YOUR INSTRUCTIONS: Every entry below should be repeated exactly; the pictures should not.

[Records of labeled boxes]
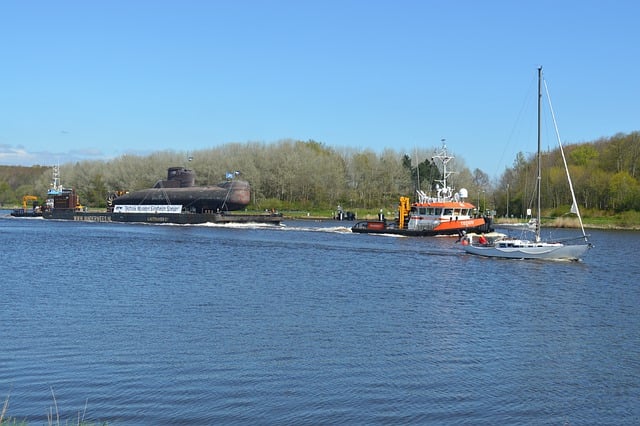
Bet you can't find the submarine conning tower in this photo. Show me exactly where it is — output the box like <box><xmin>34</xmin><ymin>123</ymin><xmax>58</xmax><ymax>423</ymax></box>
<box><xmin>153</xmin><ymin>167</ymin><xmax>196</xmax><ymax>188</ymax></box>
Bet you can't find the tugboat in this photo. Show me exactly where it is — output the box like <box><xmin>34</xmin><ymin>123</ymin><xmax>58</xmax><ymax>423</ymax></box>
<box><xmin>351</xmin><ymin>144</ymin><xmax>493</xmax><ymax>237</ymax></box>
<box><xmin>43</xmin><ymin>167</ymin><xmax>282</xmax><ymax>224</ymax></box>
<box><xmin>11</xmin><ymin>195</ymin><xmax>42</xmax><ymax>217</ymax></box>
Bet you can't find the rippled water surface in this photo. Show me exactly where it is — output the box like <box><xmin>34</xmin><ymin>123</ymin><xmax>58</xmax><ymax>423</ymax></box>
<box><xmin>0</xmin><ymin>212</ymin><xmax>640</xmax><ymax>425</ymax></box>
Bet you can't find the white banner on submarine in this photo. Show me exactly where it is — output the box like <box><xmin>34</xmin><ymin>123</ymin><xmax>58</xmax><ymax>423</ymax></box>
<box><xmin>113</xmin><ymin>204</ymin><xmax>182</xmax><ymax>213</ymax></box>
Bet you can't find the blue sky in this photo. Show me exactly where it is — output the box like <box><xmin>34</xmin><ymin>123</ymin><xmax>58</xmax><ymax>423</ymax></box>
<box><xmin>0</xmin><ymin>0</ymin><xmax>640</xmax><ymax>176</ymax></box>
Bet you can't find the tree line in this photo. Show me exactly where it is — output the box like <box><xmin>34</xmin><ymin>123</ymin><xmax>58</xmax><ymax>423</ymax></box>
<box><xmin>0</xmin><ymin>132</ymin><xmax>640</xmax><ymax>217</ymax></box>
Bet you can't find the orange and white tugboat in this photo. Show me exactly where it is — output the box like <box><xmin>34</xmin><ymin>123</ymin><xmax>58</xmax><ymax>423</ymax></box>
<box><xmin>351</xmin><ymin>144</ymin><xmax>493</xmax><ymax>237</ymax></box>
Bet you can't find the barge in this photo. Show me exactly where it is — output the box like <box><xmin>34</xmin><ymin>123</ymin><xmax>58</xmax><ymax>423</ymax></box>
<box><xmin>42</xmin><ymin>167</ymin><xmax>282</xmax><ymax>225</ymax></box>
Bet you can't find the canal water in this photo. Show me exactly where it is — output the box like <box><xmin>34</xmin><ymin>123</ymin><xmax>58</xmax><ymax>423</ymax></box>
<box><xmin>0</xmin><ymin>215</ymin><xmax>640</xmax><ymax>425</ymax></box>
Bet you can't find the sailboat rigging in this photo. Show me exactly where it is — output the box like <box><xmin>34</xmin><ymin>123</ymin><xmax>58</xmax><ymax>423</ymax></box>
<box><xmin>461</xmin><ymin>67</ymin><xmax>592</xmax><ymax>260</ymax></box>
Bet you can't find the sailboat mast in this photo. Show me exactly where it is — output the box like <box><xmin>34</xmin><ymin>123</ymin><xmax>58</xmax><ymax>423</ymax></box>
<box><xmin>536</xmin><ymin>67</ymin><xmax>542</xmax><ymax>242</ymax></box>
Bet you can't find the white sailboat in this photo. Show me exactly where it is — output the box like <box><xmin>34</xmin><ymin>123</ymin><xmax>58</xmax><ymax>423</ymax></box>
<box><xmin>461</xmin><ymin>67</ymin><xmax>592</xmax><ymax>260</ymax></box>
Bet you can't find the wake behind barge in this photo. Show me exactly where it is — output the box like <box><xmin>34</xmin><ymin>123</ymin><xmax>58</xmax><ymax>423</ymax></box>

FULL SOLUTION:
Bet you can't find the submarine conning tower in this photo. Show me exactly where it is — output the box like <box><xmin>34</xmin><ymin>123</ymin><xmax>58</xmax><ymax>423</ymax></box>
<box><xmin>153</xmin><ymin>167</ymin><xmax>196</xmax><ymax>188</ymax></box>
Bet you can't find the tugboat in this photo. Show me exactly where it is — output the box like <box><xmin>34</xmin><ymin>123</ymin><xmax>58</xmax><ymax>423</ymax></box>
<box><xmin>351</xmin><ymin>144</ymin><xmax>493</xmax><ymax>237</ymax></box>
<box><xmin>43</xmin><ymin>167</ymin><xmax>282</xmax><ymax>224</ymax></box>
<box><xmin>11</xmin><ymin>195</ymin><xmax>42</xmax><ymax>217</ymax></box>
Bet you can't find the rippled water surface in this photo. Show me exactly where it is — output the box like <box><xmin>34</xmin><ymin>123</ymin><xmax>58</xmax><ymax>423</ymax></box>
<box><xmin>0</xmin><ymin>212</ymin><xmax>640</xmax><ymax>425</ymax></box>
Bet you can't find the white banner on submarine in this photo. Show me exactly where it is — output the box like <box><xmin>34</xmin><ymin>123</ymin><xmax>58</xmax><ymax>423</ymax></box>
<box><xmin>113</xmin><ymin>204</ymin><xmax>182</xmax><ymax>213</ymax></box>
Bet you can't find the blue sky in this photo. Show me exactly where it is — output the box like <box><xmin>34</xmin><ymin>123</ymin><xmax>58</xmax><ymax>423</ymax></box>
<box><xmin>0</xmin><ymin>0</ymin><xmax>640</xmax><ymax>176</ymax></box>
Bet you can't find the tree line in this photo. Show me exactly where it is — output the box like <box><xmin>34</xmin><ymin>123</ymin><xmax>58</xmax><ymax>423</ymax></box>
<box><xmin>0</xmin><ymin>132</ymin><xmax>640</xmax><ymax>217</ymax></box>
Bet you can't find the orange and white tugboat in this photo. Show me exactly where it is — output the box like <box><xmin>34</xmin><ymin>123</ymin><xmax>58</xmax><ymax>423</ymax></box>
<box><xmin>351</xmin><ymin>144</ymin><xmax>493</xmax><ymax>237</ymax></box>
Bet you can't find the barge in this photo. Show me exactly where it is — output the box like <box><xmin>34</xmin><ymin>123</ymin><xmax>58</xmax><ymax>423</ymax></box>
<box><xmin>42</xmin><ymin>167</ymin><xmax>282</xmax><ymax>225</ymax></box>
Bet you can't find the canal water in this photo. Show me exactly where it is — output the box like <box><xmin>34</xmin><ymin>123</ymin><xmax>58</xmax><ymax>423</ymax></box>
<box><xmin>0</xmin><ymin>215</ymin><xmax>640</xmax><ymax>425</ymax></box>
Bet you can't find the sailboat rigging in this photo. Show me exactly where it is — output the box like <box><xmin>34</xmin><ymin>123</ymin><xmax>58</xmax><ymax>423</ymax></box>
<box><xmin>461</xmin><ymin>67</ymin><xmax>592</xmax><ymax>260</ymax></box>
Bet you can't find the sailboat mast in this photo. Show me exactly where it is — output the box like <box><xmin>34</xmin><ymin>123</ymin><xmax>58</xmax><ymax>423</ymax></box>
<box><xmin>536</xmin><ymin>67</ymin><xmax>542</xmax><ymax>242</ymax></box>
Bet you can't find the white sailboat in this photo. Show me exactly where it is — output the box like <box><xmin>34</xmin><ymin>123</ymin><xmax>58</xmax><ymax>423</ymax></box>
<box><xmin>461</xmin><ymin>67</ymin><xmax>592</xmax><ymax>260</ymax></box>
Bet you can't find the wake behind barge in this photo. Show me exactly where it is — output the box like <box><xmin>34</xmin><ymin>123</ymin><xmax>58</xmax><ymax>423</ymax></box>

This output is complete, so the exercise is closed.